Our goal here is to propose an algorithm for routing discovery, whose main objective is to reduce flooding. A Consensus Routing Algorithm (CRA) takes into consideration characteristics of the MDS, such as idle time in the scheduler, network's availability, mobility, and the distance between nodes. Idle time in the scheduler node is an important feature because if there is not enough time in node's scheduler to transmit a message then the path is broken. The proposal includes versions for static nodes and for mobile nodes.

The algorithm obtains a route through a dynamic topology, by establishing successive consensus among nodes. In a local group, each node obtains routing information from its neighbours while they have an active connection. This provides resilience to local changes of the dynamic topology: any change is kept at a local scale within the MDS; when some change occurs (a mobile node moving, entering, or exiting), it does not affect the overall state of the MDS, but it only affects the local group of the involved nodes. Thus, it is not necessary to recalculate the whole route, but only those groups of nodes affected by the change. The union of the local states of the nodes forms the local network status at a given time T.

In order to determine the cost of sending a packet between two nodes, routing metrics are defined in terms of how long it takes to deliver a packet over a given route. Normally, each routing algorithm has its own metrics, which assign a value to a route, based on a factor such as hop count, bandwidth, and link reliability [38].

[WRITTEN INSTRUCTION A]:
Repeat everything in the passage on consensus routing from "The algorithm obtains" down to "given time T.", word for word.

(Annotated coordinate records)
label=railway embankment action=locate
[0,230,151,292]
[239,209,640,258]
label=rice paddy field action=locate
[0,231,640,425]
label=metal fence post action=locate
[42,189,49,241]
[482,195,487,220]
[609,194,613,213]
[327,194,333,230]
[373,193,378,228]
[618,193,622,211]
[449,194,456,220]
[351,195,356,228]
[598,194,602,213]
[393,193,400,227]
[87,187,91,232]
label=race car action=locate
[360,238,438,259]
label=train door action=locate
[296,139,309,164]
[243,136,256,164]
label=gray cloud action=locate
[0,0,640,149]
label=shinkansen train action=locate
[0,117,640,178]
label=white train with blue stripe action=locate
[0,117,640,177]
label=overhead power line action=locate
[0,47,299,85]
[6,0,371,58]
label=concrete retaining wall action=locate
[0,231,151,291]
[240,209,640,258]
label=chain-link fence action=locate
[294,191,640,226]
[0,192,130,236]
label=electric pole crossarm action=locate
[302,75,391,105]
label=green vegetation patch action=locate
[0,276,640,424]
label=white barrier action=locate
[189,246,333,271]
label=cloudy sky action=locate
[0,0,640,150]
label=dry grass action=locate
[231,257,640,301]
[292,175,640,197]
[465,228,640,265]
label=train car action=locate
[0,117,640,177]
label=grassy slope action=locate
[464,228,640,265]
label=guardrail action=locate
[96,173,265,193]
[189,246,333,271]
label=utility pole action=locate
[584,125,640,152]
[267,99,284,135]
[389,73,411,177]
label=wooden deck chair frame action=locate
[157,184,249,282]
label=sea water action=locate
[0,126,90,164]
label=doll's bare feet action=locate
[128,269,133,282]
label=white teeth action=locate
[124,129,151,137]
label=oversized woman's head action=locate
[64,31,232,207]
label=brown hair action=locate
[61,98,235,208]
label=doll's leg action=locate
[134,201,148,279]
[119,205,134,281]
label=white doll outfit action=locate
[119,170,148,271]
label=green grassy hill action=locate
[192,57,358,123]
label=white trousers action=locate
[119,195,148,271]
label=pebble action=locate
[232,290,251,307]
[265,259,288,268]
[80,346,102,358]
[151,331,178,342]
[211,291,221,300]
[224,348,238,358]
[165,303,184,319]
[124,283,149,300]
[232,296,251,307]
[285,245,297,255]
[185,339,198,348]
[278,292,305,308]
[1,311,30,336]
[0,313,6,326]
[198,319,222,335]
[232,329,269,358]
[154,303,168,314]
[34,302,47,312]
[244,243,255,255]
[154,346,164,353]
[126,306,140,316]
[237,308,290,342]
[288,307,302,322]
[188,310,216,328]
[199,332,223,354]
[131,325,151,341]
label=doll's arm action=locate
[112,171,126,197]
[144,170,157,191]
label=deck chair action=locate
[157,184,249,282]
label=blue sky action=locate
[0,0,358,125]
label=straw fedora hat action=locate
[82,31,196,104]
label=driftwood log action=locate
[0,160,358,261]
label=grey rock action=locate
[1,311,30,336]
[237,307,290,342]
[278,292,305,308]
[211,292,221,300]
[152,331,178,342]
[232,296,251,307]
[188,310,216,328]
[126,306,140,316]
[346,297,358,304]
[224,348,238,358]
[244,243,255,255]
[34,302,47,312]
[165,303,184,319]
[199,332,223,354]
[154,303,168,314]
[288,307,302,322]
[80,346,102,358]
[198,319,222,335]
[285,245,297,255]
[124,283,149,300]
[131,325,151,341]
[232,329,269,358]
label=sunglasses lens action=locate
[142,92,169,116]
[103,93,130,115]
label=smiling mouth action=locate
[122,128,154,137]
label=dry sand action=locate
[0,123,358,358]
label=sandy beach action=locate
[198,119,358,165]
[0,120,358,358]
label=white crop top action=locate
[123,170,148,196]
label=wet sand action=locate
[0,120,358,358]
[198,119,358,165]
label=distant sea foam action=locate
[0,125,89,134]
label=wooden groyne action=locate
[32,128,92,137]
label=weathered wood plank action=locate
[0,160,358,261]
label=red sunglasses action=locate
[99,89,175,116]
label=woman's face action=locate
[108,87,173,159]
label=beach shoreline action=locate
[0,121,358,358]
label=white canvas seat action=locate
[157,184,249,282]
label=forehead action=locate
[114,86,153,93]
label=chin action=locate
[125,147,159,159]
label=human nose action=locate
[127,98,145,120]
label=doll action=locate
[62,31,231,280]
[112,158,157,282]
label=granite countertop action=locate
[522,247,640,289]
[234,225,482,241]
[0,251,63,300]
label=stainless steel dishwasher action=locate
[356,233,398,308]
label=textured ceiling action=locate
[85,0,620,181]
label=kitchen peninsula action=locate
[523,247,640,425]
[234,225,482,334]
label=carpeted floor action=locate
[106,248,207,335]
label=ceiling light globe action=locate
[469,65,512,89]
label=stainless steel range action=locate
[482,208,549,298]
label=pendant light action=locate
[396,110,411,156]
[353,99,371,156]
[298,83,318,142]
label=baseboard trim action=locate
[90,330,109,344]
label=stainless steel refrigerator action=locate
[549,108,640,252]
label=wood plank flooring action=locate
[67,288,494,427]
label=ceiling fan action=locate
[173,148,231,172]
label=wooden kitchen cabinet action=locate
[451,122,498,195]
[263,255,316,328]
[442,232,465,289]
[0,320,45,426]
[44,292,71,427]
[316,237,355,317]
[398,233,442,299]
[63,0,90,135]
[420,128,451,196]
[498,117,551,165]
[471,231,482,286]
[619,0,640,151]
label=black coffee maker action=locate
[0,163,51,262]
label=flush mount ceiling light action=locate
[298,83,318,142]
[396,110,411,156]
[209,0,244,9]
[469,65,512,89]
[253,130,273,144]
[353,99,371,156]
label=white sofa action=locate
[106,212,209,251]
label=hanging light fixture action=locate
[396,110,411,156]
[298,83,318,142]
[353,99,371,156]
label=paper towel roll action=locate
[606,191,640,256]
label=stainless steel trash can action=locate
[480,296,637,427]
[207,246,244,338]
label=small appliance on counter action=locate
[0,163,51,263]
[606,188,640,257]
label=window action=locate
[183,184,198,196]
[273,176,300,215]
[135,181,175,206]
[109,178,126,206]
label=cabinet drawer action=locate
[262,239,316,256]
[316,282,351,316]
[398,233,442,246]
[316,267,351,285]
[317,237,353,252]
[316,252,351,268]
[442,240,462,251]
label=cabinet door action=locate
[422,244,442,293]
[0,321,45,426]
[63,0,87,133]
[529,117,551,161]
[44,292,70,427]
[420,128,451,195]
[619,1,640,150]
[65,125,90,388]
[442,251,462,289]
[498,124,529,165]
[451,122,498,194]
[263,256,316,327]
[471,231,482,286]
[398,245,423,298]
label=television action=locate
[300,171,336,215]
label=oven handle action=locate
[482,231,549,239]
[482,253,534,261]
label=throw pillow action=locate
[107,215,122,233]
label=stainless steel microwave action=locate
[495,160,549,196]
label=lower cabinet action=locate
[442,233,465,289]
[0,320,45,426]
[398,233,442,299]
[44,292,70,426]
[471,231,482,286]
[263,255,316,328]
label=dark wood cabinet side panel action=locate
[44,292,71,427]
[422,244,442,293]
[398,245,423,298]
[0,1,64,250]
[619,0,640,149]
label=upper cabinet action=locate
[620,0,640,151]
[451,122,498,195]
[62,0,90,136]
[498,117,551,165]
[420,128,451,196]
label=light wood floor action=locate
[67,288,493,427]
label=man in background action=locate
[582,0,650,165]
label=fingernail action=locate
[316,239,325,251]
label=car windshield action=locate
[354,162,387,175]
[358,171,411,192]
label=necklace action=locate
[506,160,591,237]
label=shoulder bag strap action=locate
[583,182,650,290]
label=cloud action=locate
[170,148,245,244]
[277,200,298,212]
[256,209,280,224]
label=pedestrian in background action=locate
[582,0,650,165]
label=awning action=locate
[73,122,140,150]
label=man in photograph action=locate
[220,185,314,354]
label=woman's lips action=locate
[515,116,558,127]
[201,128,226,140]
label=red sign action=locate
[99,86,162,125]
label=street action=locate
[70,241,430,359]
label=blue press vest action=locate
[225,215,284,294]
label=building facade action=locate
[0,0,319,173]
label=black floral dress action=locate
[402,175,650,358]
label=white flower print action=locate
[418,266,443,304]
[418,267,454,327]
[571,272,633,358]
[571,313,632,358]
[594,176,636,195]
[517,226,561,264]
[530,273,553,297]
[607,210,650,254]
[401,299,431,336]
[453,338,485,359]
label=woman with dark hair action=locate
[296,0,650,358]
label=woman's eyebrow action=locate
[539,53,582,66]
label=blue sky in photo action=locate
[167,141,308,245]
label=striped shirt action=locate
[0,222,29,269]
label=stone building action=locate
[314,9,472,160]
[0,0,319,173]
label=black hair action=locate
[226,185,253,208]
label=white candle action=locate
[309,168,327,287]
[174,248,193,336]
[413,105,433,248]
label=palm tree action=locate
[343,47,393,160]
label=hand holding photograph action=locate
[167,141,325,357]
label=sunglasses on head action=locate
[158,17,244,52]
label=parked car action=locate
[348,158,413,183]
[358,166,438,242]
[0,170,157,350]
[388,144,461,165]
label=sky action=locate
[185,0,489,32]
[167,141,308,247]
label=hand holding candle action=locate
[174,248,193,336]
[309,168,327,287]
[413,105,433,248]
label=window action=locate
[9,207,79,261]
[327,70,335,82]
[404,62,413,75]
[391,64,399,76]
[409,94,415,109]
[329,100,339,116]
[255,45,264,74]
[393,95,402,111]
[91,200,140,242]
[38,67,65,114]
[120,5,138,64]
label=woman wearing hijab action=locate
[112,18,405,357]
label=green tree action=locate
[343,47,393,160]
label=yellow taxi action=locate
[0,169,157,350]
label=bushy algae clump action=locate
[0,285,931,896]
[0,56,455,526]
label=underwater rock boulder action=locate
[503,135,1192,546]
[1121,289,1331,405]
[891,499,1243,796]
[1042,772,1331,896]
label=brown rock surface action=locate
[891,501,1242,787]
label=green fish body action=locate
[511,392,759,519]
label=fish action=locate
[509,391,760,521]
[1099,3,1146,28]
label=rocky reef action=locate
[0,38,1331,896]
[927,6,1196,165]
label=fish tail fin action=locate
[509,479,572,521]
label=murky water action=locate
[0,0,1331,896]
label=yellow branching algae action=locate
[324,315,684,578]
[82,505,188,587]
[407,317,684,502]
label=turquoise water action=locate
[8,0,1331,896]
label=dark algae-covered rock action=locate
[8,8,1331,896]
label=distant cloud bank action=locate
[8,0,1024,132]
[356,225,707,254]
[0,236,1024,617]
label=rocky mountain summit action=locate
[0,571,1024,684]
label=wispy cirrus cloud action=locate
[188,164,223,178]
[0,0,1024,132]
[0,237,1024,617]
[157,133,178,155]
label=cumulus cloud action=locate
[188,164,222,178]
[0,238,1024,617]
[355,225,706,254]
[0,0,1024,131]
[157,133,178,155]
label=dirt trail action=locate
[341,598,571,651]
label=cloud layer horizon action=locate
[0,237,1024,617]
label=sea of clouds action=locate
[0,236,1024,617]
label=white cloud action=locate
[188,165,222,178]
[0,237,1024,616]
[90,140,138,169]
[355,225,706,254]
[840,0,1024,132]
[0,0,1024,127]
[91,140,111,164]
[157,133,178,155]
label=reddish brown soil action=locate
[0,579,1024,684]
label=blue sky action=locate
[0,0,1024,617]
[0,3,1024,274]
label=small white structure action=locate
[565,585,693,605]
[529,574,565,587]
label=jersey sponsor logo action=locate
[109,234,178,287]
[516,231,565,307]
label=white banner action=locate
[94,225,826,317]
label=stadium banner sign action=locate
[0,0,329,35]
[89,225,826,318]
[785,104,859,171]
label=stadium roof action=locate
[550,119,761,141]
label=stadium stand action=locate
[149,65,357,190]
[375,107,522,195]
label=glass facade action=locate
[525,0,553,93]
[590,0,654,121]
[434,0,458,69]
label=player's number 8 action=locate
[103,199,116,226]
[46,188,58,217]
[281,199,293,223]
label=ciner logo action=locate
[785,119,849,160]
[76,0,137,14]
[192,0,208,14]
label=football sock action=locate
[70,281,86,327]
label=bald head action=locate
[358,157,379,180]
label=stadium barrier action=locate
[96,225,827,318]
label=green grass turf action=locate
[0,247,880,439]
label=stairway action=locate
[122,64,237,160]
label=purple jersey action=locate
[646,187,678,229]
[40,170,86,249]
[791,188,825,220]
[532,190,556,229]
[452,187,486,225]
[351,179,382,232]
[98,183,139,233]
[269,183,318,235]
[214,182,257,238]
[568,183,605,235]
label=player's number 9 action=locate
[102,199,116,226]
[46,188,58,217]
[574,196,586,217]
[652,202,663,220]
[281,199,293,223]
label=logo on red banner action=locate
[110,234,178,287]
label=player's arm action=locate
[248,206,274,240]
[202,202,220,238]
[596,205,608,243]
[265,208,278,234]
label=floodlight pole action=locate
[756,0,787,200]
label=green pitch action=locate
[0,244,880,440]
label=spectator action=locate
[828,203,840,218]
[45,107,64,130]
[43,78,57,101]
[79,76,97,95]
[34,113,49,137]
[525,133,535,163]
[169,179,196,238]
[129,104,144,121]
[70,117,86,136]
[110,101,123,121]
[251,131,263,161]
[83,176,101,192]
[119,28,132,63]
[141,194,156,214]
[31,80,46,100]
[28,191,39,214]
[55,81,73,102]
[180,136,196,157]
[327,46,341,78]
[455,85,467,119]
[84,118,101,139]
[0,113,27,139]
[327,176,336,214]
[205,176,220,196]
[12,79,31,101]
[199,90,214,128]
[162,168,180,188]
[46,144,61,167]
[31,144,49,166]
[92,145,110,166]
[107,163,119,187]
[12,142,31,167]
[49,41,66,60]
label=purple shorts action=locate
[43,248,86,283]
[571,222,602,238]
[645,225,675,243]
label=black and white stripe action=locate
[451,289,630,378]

[WRITTEN INSTRUCTION B]:
In the records, change "wooden groyne" to "wooden breakwater" in everything from the line containing "label=distant sea foam action=locate" down to the line containing "[112,158,157,282]", leaving the rest of those lines unchanged. Return only those lines.

[PROBLEM SOLUTION A]:
The algorithm obtains a route through a dynamic topology, by establishing successive consensus among nodes. In a local group, each node obtains routing information from its neighbours while they have an active connection. This provides resilience to local changes of the dynamic topology: any change is kept at a local scale within the MDS; when some change occurs (a mobile node moving, entering, or exiting), it does not affect the overall state of the MDS, but it only affects the local group of the involved nodes. Thus, it is not necessary to recalculate the whole route, but only those groups of nodes affected by the change. The union of the local states of the nodes forms the local network status at a given time T.

[PROBLEM SOLUTION B]:
label=distant sea foam action=locate
[0,125,89,134]
label=wooden breakwater action=locate
[32,128,92,137]
label=weathered wood plank action=locate
[0,160,358,261]
label=red sunglasses action=locate
[99,89,175,116]
label=woman's face action=locate
[108,87,173,159]
label=beach shoreline action=locate
[0,121,358,358]
label=white canvas seat action=locate
[157,184,249,282]
label=forehead action=locate
[114,86,153,93]
label=chin action=locate
[125,147,159,159]
label=human nose action=locate
[127,98,145,120]
label=doll action=locate
[62,31,231,280]
[112,158,157,282]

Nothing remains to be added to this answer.